** start PROVIDED DATA **

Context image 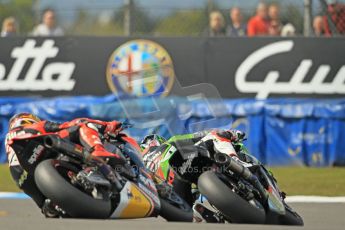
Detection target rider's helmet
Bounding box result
[8,113,41,130]
[140,134,166,150]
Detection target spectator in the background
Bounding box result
[227,7,247,37]
[268,4,283,36]
[280,23,296,37]
[247,2,269,36]
[204,11,225,37]
[33,9,64,36]
[323,0,345,35]
[1,17,17,37]
[313,16,325,37]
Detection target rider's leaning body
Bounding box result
[141,129,246,222]
[5,113,124,217]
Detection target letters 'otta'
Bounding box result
[0,39,75,91]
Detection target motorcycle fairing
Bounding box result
[110,181,155,219]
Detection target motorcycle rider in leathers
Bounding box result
[141,129,246,222]
[5,113,125,217]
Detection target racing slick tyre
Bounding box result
[35,159,111,219]
[279,208,304,226]
[159,198,193,222]
[198,171,266,224]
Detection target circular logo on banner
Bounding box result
[107,39,175,97]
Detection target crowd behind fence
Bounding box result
[0,0,345,37]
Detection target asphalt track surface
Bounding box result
[0,199,345,230]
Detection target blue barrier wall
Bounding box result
[0,95,345,166]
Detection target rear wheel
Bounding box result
[198,171,266,224]
[35,159,111,219]
[279,207,304,226]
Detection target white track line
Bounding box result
[285,196,345,203]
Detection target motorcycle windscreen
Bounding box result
[110,182,155,219]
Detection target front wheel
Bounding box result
[35,159,111,219]
[198,171,266,224]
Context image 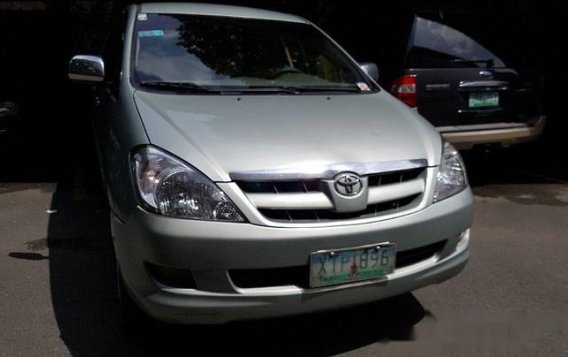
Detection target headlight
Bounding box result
[434,142,467,202]
[132,146,245,222]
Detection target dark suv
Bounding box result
[383,12,545,149]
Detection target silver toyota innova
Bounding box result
[69,3,473,324]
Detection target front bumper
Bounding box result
[112,189,473,323]
[436,116,546,150]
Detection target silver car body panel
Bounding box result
[134,90,441,182]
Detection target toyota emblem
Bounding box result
[335,173,363,197]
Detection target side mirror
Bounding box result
[359,63,379,81]
[67,55,105,82]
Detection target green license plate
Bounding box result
[469,92,499,109]
[310,243,396,288]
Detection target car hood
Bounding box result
[134,91,441,182]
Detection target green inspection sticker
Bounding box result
[138,30,164,37]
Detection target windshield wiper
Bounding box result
[241,86,362,94]
[140,81,219,93]
[451,58,495,68]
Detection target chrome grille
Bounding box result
[235,160,427,223]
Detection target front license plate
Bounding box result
[310,243,396,288]
[469,92,499,109]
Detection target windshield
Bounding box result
[407,16,505,68]
[133,14,377,92]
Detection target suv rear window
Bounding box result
[406,16,505,68]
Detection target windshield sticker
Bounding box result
[357,82,371,92]
[138,30,164,37]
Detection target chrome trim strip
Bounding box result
[367,179,426,205]
[229,159,428,182]
[247,192,333,210]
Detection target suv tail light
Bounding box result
[391,74,418,108]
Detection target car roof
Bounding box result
[140,3,308,23]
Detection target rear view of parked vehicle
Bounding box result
[391,13,545,149]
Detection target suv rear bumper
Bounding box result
[436,116,546,150]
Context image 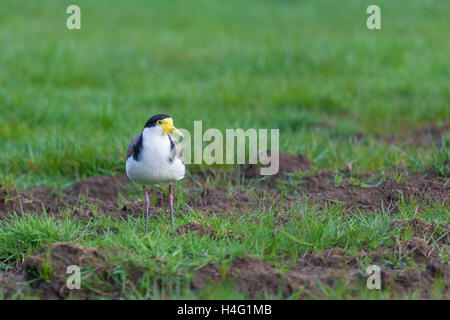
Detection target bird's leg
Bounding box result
[144,187,150,233]
[169,184,175,230]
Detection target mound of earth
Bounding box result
[191,238,450,298]
[388,218,450,244]
[297,171,449,212]
[23,242,107,299]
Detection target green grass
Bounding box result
[0,0,450,187]
[0,0,450,299]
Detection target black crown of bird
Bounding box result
[126,114,185,233]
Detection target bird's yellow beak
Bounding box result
[161,118,180,135]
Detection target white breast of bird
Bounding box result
[126,128,185,185]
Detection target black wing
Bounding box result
[167,134,184,163]
[127,133,143,161]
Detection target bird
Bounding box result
[126,114,185,233]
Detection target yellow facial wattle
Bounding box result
[161,118,179,135]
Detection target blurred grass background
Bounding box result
[0,0,450,187]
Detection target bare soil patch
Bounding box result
[384,122,450,148]
[297,171,450,212]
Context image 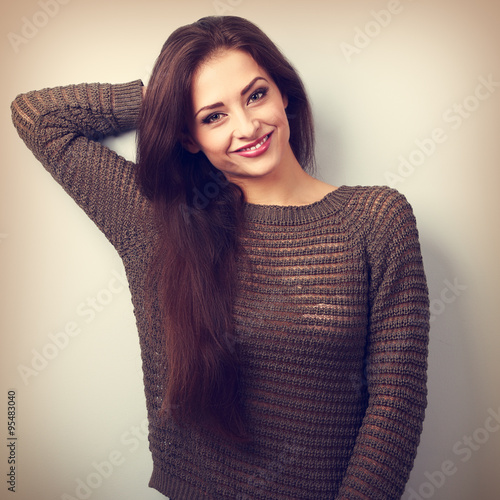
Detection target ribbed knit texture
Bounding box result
[12,81,429,500]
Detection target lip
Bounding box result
[234,132,273,158]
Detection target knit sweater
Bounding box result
[12,81,429,500]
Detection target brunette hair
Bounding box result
[137,16,314,439]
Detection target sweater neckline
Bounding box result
[245,186,351,225]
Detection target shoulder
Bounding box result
[339,186,418,247]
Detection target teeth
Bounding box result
[240,134,269,151]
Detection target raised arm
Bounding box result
[337,189,429,500]
[12,81,149,251]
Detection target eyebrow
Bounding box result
[194,76,269,118]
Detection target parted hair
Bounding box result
[137,16,314,440]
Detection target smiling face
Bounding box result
[184,50,296,188]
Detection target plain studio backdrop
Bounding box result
[0,0,500,500]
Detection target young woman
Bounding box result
[12,17,428,500]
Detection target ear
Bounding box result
[181,132,200,154]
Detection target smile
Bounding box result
[235,132,272,158]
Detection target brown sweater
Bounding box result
[12,81,428,500]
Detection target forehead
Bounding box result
[191,50,270,108]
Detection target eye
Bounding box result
[248,88,269,104]
[202,113,223,123]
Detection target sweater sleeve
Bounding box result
[11,81,148,252]
[337,188,429,500]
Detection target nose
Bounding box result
[233,110,259,139]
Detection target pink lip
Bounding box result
[235,132,273,158]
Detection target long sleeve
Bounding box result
[337,190,429,500]
[11,81,149,251]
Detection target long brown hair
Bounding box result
[137,16,314,439]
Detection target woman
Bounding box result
[12,13,428,500]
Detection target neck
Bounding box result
[231,151,336,206]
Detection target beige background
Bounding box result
[0,0,500,500]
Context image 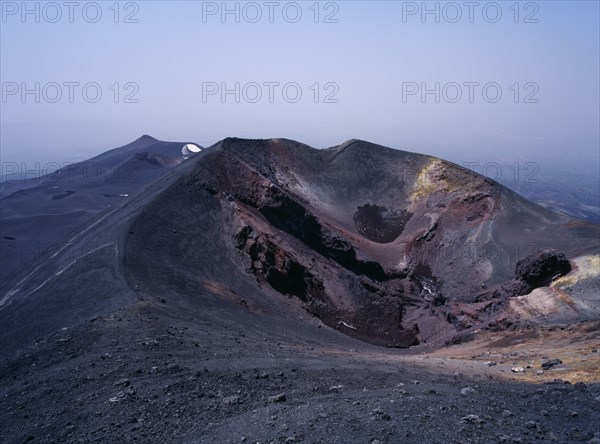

** end PROVIDED DATA **

** EXERCISE AIM **
Rewrite all of the rows above with each "Bounding box result" changed to "Box coordinates" and nothing else altered, leaving the pictures out of your answer.

** REPLY TO THE EXERCISE **
Context image 
Detection target rider's helmet
Box coordinates
[8,113,41,130]
[140,134,166,150]
Detection target spectator in the background
Box coordinates
[227,7,247,37]
[268,4,283,36]
[280,23,296,37]
[247,2,269,36]
[204,11,225,37]
[33,9,64,36]
[323,0,345,35]
[1,17,17,37]
[313,16,325,37]
Detection target rider's leaning body
Box coordinates
[141,129,246,222]
[5,113,124,217]
Detection target letters 'otta'
Box coordinates
[0,39,75,91]
Detection target motorcycle fairing
Box coordinates
[110,181,155,219]
Detection target motorcycle rider in leathers
Box coordinates
[141,129,246,222]
[5,113,125,217]
Detection target racing slick tyre
Box coordinates
[35,159,111,219]
[279,208,304,226]
[159,198,193,222]
[198,171,266,224]
Detection target circular logo on banner
Box coordinates
[107,39,175,97]
Detection target crowd behind fence
Box coordinates
[0,0,345,37]
Detection target asphalt track surface
Box coordinates
[0,199,345,230]
Detection target blue barrier wall
Box coordinates
[0,95,345,166]
Detection target rear wheel
Box coordinates
[198,171,266,224]
[35,159,111,219]
[279,207,304,226]
Detection target white track line
Box coordinates
[285,196,345,203]
Detection target motorcycle windscreen
Box coordinates
[110,182,155,219]
Detection target front wheel
Box coordinates
[35,159,111,219]
[198,171,266,224]
Context image 
Detection target headlight
Box coordinates
[434,142,467,202]
[132,146,245,222]
Detection target dark suv
Box coordinates
[383,12,545,149]
Detection target silver toyota innova
Box coordinates
[69,3,473,324]
Detection target front bumper
Box coordinates
[112,189,473,323]
[436,116,546,150]
Detection target silver car body panel
Box coordinates
[134,90,441,182]
Detection target toyota emblem
Box coordinates
[335,173,363,197]
Detection target side mirror
Box coordinates
[359,63,379,81]
[67,55,105,82]
Detection target green license plate
Box coordinates
[469,92,499,109]
[310,243,396,288]
Detection target car hood
Box coordinates
[134,91,441,182]
Detection target green inspection sticker
Box coordinates
[138,30,164,37]
Detection target windshield wiper
Box coordinates
[241,86,362,94]
[140,81,219,93]
[451,58,495,68]
Detection target chrome grille
Box coordinates
[235,160,427,223]
Detection target front license plate
Box coordinates
[310,243,396,288]
[469,92,499,109]
Detection target windshield
Box coordinates
[407,16,505,68]
[133,14,377,92]
Detection target suv rear window
Box coordinates
[406,16,505,68]
Detection target windshield sticker
Box coordinates
[357,82,371,92]
[138,30,164,37]
Detection target chrome trim strip
Box coordinates
[367,179,426,205]
[229,159,428,182]
[247,192,333,210]
Detection target suv tail light
Box coordinates
[391,74,418,108]
Detection target car roof
Box coordinates
[140,3,308,23]
Detection target rear view of parked vehicle
Box coordinates
[391,13,545,149]
Detection target suv rear bumper
Box coordinates
[436,116,546,150]
Context image 
Detection target bird's leg
Box coordinates
[144,187,150,233]
[169,184,175,230]
Detection target mound of earth
Box coordinates
[191,238,450,298]
[388,218,450,244]
[297,171,449,212]
[23,242,107,299]
Detection target green grass
Box coordinates
[0,0,450,187]
[0,0,450,299]
Detection target black crown of bird
Box coordinates
[126,114,185,233]
Detection target bird's yellow beak
Box coordinates
[161,118,180,135]
Detection target white breast of bird
Box coordinates
[126,128,185,185]
Detection target black wing
Box coordinates
[167,134,184,163]
[127,133,143,161]
Detection target bird
Box coordinates
[126,114,185,233]
Detection target yellow facial wattle
Box coordinates
[161,118,179,135]
Detection target blurred grass background
Box coordinates
[0,0,450,187]
Detection target bare soil patch
Box coordinates
[384,122,450,148]
[297,171,450,212]
Context image 
Detection target ribbed knit texture
Box coordinates
[12,81,429,500]
Detection target lip
Box coordinates
[234,132,273,158]
Detection target knit sweater
Box coordinates
[12,81,429,500]
Detection target brunette hair
Box coordinates
[137,16,314,439]
Detection target sweater neckline
Box coordinates
[245,186,351,225]
Detection target shoulder
Box coordinates
[339,186,418,247]
Detection target teeth
Box coordinates
[240,134,269,151]
Detection target raised arm
Box coordinates
[337,189,429,500]
[12,81,149,251]
Detection target eyebrow
Box coordinates
[194,76,269,118]
Detection target parted hair
Box coordinates
[137,16,314,440]
Detection target smiling face
Box coordinates
[184,50,296,188]
Detection target plain studio backdrop
Box coordinates
[0,0,500,500]
Detection target young woman
Box coordinates
[12,17,428,500]
Detection target ear
Box coordinates
[181,132,200,154]
Detection target smile
Box coordinates
[235,132,272,158]
Detection target brown sweater
Box coordinates
[12,81,428,500]
Detection target forehead
Box coordinates
[191,50,270,108]
Detection target eye
Box coordinates
[248,88,269,104]
[202,113,223,123]
Detection target sweater sleeve
Box coordinates
[11,81,148,252]
[337,188,429,500]
Detection target nose
Box coordinates
[233,110,259,139]
Detection target pink lip
Box coordinates
[235,132,273,158]
Detection target long sleeve
Box coordinates
[337,190,429,500]
[11,81,149,251]
Detection target long brown hair
Box coordinates
[137,16,314,439]
Detection target woman
Box coordinates
[12,13,428,500]
Detection target neck
Box coordinates
[231,151,336,206]
Detection target beige background
Box coordinates
[0,0,500,500]
Context image 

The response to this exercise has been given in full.